Page excerpt:
######

Seventy-one total patients were enrolled in the study. Thirty-two (45.1%) patients had negative nares and stool cultures for S. aureus; 23 (32.4%) had positive nares and stool cultures; 13 (18.3%) had positive nares but negative stool cultures; and 3 (4.2%) had negative nares but positive stool cultures. Of the 39 patients with S. aureus colonization, 30 (76.9%) had MRSA. Of the 23 patients with nares and intestinal colonization, 18 (78.3%) had 3 sets of cultures obtained and 100% had persistent positive stool and nares cultures (i.e. positive cultures from 3 consecutive cultures). The mean density of S. aureus in stool of these patients was 4.39 log/g of stool (range, 1.5 to 7.4 log/g). Fifteen of the 18 patients with persistent positive stool cultures maintained S. aureus colonization for the duration of their admission and/or participation in the study (range, 3 to 22 weeks). Five of the 13 patients with positive nares but negative stool cultures had 3 consecutive sets of cultures, and 4 of 5 (80%) had persistent positive nares cultures.

When patients with stool carriage (with or without concurrent nares carriage), nares carriage only, and no stool or nares carriage were compared (Table 1), only the development of S. aureus infections was significantly different among the 3 groups. When patients with any S. aureus colonization were compared to those with no stool or nares carriage, those with S. aureus colonization were more likely to have diarrhea or fecal incontinence (59.0% versus 25.0%; p = 0.02), S. aureus infection (25.6% versus 3.1%; P = 0.009), and increased length of stay (21.5 ± 17.7 versus 13.2 ± 12.1; p = 0.02); there was a trend toward increased frequency of wounds in patients with any S. aureus colonization versus those with no carriage (38.5% versus 18.8%; p = 0.07). Patients with stool carriage (with or without concurrent nares carriage) did not differ significantly from patients with nares carriage only in any of the variables assessed.

Table 1. Characteristics of the 71 study patients and events during the study Staphylococcus aureus colonization sites

Overall, 15.5% of the study patients (11 of 71) developed S. aureus infections. These included bacteremia in 5 patients, empyema in 1, pneumonia in 3, and wound infection in 2. S. aureus infection occurred in 30.4% of patients with nares and stool colonization (7 of 23), 15.4% of patients with nares colonization only (2 of 13), 33.3% of patients with stool colonization only (1 of 3), and in 3.1% of those with no stool or nares colonization (1 of 32). S. aureus infection developed more often in patients with stool colonization (8/26; 30.8%) versus those with only nares colonization (2/13; 15.4%) but the difference was not statistically significant (p = 0.30).

######

Rewrite the passage on S. aureus colonization from the words "Overall, 15.5% of" through "significant (p = 0.30).", swapping "empyema" for "pleural infection".

######

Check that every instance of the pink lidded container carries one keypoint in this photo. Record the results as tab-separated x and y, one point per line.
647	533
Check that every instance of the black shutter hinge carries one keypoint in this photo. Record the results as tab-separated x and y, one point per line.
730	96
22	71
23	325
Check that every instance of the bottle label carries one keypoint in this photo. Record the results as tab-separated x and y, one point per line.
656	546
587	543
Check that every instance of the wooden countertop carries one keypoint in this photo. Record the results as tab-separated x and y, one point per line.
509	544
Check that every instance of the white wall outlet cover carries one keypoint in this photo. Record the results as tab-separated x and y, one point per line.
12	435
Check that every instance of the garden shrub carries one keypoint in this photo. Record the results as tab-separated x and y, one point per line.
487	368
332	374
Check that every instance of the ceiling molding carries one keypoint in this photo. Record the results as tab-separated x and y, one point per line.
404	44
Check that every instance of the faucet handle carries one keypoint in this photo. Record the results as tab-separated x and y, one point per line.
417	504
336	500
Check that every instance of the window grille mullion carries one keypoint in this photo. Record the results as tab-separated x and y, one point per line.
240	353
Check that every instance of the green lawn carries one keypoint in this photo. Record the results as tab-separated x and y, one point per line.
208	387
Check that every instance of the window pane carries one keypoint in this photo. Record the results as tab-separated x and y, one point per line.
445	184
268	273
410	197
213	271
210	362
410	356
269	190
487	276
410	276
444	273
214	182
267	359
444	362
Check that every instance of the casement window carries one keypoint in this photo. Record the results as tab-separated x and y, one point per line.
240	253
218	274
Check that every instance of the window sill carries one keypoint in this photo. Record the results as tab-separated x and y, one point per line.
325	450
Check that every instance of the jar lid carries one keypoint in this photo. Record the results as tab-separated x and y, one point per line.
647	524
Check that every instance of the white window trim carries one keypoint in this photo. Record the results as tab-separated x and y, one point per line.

######

The answer:
Overall, 15.5% of the study patients (11 of 71) developed S. aureus infections. These included bacteremia in 5 patients, pleural infection in 1, pneumonia in 3, and wound infection in 2. S. aureus infection occurred in 30.4% of patients with nares and stool colonization (7 of 23), 15.4% of patients with nares colonization only (2 of 13), 33.3% of patients with stool colonization only (1 of 3), and in 3.1% of those with no stool or nares colonization (1 of 32). S. aureus infection developed more often in patients with stool colonization (8/26; 30.8%) versus those with only nares colonization (2/13; 15.4%) but the difference was not statistically significant (p = 0.30).